What you will do
Select every line of the entries below that contains the string "green", treating uppercase and lowercase letters as distinct.

Materials provided
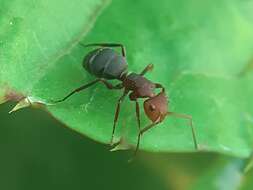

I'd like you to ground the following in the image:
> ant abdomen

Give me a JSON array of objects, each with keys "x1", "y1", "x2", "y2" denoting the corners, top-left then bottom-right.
[{"x1": 83, "y1": 48, "x2": 127, "y2": 80}]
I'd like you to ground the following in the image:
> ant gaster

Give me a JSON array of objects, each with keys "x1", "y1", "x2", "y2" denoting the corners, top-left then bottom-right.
[{"x1": 54, "y1": 43, "x2": 198, "y2": 154}]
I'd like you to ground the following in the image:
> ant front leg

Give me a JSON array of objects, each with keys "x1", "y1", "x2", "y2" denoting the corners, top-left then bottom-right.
[
  {"x1": 110, "y1": 90, "x2": 128, "y2": 145},
  {"x1": 80, "y1": 43, "x2": 126, "y2": 57},
  {"x1": 167, "y1": 112, "x2": 198, "y2": 150},
  {"x1": 129, "y1": 118, "x2": 160, "y2": 158},
  {"x1": 140, "y1": 64, "x2": 154, "y2": 76}
]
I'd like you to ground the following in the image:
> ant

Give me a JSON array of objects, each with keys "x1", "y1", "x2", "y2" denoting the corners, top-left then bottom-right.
[{"x1": 54, "y1": 43, "x2": 198, "y2": 155}]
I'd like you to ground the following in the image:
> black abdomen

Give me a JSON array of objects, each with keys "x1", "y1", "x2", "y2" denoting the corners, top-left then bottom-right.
[{"x1": 83, "y1": 48, "x2": 127, "y2": 79}]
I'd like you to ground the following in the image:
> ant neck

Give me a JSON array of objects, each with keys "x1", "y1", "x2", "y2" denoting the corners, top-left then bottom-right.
[{"x1": 118, "y1": 71, "x2": 128, "y2": 81}]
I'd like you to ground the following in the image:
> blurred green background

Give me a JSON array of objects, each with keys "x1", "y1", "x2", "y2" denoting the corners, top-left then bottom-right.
[{"x1": 0, "y1": 103, "x2": 253, "y2": 190}]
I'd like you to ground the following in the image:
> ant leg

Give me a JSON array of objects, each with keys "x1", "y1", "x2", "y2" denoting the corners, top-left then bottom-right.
[
  {"x1": 167, "y1": 112, "x2": 198, "y2": 150},
  {"x1": 53, "y1": 79, "x2": 100, "y2": 103},
  {"x1": 133, "y1": 121, "x2": 160, "y2": 157},
  {"x1": 53, "y1": 79, "x2": 123, "y2": 103},
  {"x1": 110, "y1": 90, "x2": 128, "y2": 145},
  {"x1": 140, "y1": 64, "x2": 154, "y2": 76},
  {"x1": 135, "y1": 100, "x2": 141, "y2": 132},
  {"x1": 80, "y1": 43, "x2": 126, "y2": 57}
]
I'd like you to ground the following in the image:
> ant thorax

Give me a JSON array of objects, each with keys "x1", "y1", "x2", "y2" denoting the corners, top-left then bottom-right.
[{"x1": 123, "y1": 73, "x2": 156, "y2": 100}]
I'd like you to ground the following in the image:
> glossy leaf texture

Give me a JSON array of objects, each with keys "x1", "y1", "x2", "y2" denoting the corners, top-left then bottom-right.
[{"x1": 0, "y1": 0, "x2": 253, "y2": 157}]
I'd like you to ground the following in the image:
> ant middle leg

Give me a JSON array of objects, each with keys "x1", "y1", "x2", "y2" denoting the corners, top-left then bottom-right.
[
  {"x1": 135, "y1": 100, "x2": 141, "y2": 132},
  {"x1": 80, "y1": 43, "x2": 126, "y2": 57},
  {"x1": 110, "y1": 90, "x2": 129, "y2": 145},
  {"x1": 140, "y1": 64, "x2": 154, "y2": 76}
]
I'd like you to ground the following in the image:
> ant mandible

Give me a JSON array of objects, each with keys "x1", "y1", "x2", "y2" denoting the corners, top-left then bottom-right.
[{"x1": 54, "y1": 43, "x2": 198, "y2": 155}]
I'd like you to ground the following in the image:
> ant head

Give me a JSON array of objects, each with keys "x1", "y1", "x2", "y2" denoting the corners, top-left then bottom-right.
[{"x1": 144, "y1": 92, "x2": 168, "y2": 122}]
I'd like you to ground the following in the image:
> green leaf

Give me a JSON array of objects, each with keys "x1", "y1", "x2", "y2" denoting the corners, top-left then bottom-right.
[{"x1": 0, "y1": 0, "x2": 253, "y2": 157}]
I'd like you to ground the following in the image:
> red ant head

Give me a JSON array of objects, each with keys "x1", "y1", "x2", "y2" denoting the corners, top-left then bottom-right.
[{"x1": 144, "y1": 92, "x2": 168, "y2": 122}]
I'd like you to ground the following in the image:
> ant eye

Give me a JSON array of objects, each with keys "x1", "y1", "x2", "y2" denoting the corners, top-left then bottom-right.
[{"x1": 149, "y1": 104, "x2": 155, "y2": 111}]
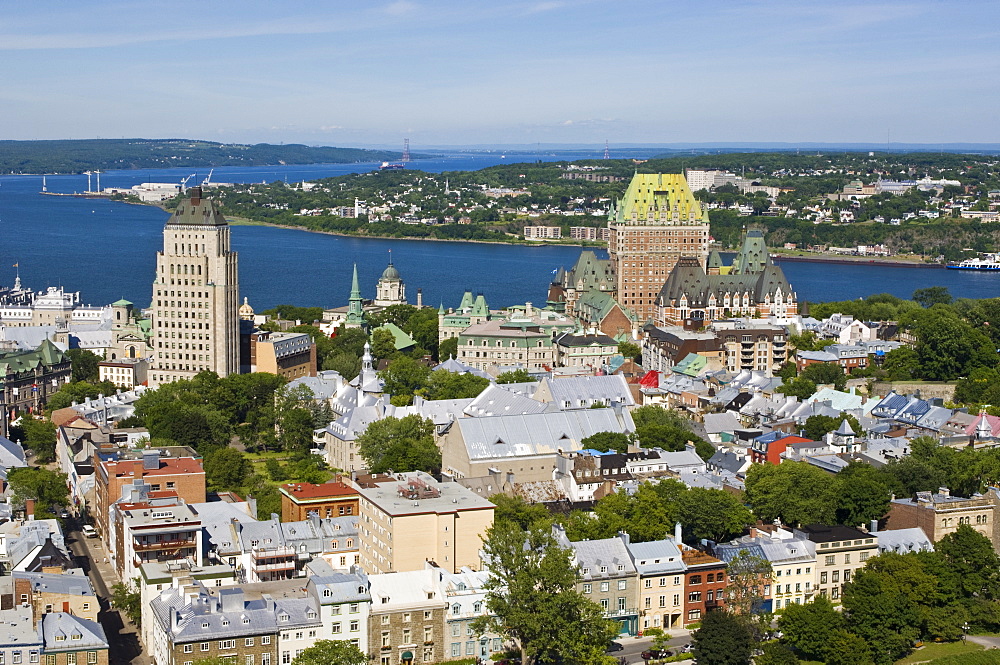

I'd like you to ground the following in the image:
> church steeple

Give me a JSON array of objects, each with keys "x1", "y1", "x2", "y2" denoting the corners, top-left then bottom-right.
[{"x1": 344, "y1": 263, "x2": 365, "y2": 327}]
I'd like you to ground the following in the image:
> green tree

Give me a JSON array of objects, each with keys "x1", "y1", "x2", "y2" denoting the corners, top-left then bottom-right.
[
  {"x1": 66, "y1": 349, "x2": 102, "y2": 382},
  {"x1": 882, "y1": 346, "x2": 920, "y2": 381},
  {"x1": 7, "y1": 466, "x2": 69, "y2": 519},
  {"x1": 834, "y1": 461, "x2": 891, "y2": 526},
  {"x1": 278, "y1": 407, "x2": 313, "y2": 451},
  {"x1": 21, "y1": 416, "x2": 56, "y2": 464},
  {"x1": 378, "y1": 356, "x2": 431, "y2": 406},
  {"x1": 472, "y1": 521, "x2": 618, "y2": 665},
  {"x1": 204, "y1": 448, "x2": 252, "y2": 491},
  {"x1": 778, "y1": 596, "x2": 844, "y2": 660},
  {"x1": 618, "y1": 341, "x2": 642, "y2": 361},
  {"x1": 497, "y1": 369, "x2": 534, "y2": 383},
  {"x1": 691, "y1": 610, "x2": 753, "y2": 665},
  {"x1": 843, "y1": 552, "x2": 937, "y2": 663},
  {"x1": 677, "y1": 487, "x2": 753, "y2": 543},
  {"x1": 580, "y1": 432, "x2": 632, "y2": 453},
  {"x1": 426, "y1": 369, "x2": 490, "y2": 399},
  {"x1": 934, "y1": 524, "x2": 1000, "y2": 600},
  {"x1": 825, "y1": 628, "x2": 875, "y2": 665},
  {"x1": 110, "y1": 577, "x2": 142, "y2": 628},
  {"x1": 753, "y1": 642, "x2": 799, "y2": 665},
  {"x1": 322, "y1": 352, "x2": 361, "y2": 381},
  {"x1": 726, "y1": 550, "x2": 771, "y2": 616},
  {"x1": 292, "y1": 640, "x2": 368, "y2": 665},
  {"x1": 746, "y1": 462, "x2": 834, "y2": 525},
  {"x1": 371, "y1": 328, "x2": 397, "y2": 360},
  {"x1": 357, "y1": 415, "x2": 441, "y2": 473},
  {"x1": 437, "y1": 337, "x2": 460, "y2": 364}
]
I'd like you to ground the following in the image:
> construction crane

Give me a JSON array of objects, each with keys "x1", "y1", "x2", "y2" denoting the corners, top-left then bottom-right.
[{"x1": 181, "y1": 173, "x2": 198, "y2": 194}]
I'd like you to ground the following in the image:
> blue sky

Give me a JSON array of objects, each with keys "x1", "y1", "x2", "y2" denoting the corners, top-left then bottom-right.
[{"x1": 0, "y1": 0, "x2": 1000, "y2": 149}]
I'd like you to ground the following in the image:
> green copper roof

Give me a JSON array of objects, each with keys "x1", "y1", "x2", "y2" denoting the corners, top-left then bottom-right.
[
  {"x1": 375, "y1": 323, "x2": 417, "y2": 351},
  {"x1": 167, "y1": 187, "x2": 226, "y2": 226},
  {"x1": 346, "y1": 263, "x2": 365, "y2": 324}
]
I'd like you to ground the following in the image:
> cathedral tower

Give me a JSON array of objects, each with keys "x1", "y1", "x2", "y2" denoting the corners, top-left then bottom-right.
[{"x1": 150, "y1": 187, "x2": 240, "y2": 387}]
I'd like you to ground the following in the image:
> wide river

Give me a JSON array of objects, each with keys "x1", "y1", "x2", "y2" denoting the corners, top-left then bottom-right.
[{"x1": 0, "y1": 153, "x2": 1000, "y2": 311}]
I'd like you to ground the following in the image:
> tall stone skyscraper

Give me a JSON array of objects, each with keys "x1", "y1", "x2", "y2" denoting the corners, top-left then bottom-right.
[
  {"x1": 608, "y1": 173, "x2": 708, "y2": 325},
  {"x1": 149, "y1": 187, "x2": 240, "y2": 386}
]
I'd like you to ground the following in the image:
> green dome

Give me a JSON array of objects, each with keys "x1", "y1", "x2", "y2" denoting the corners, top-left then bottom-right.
[{"x1": 382, "y1": 263, "x2": 399, "y2": 280}]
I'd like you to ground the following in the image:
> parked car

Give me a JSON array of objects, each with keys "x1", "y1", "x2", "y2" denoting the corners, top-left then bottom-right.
[{"x1": 639, "y1": 649, "x2": 673, "y2": 660}]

Result for this exercise
> blurred green background
> green leaf
> green tree
> green copper roof
> green dome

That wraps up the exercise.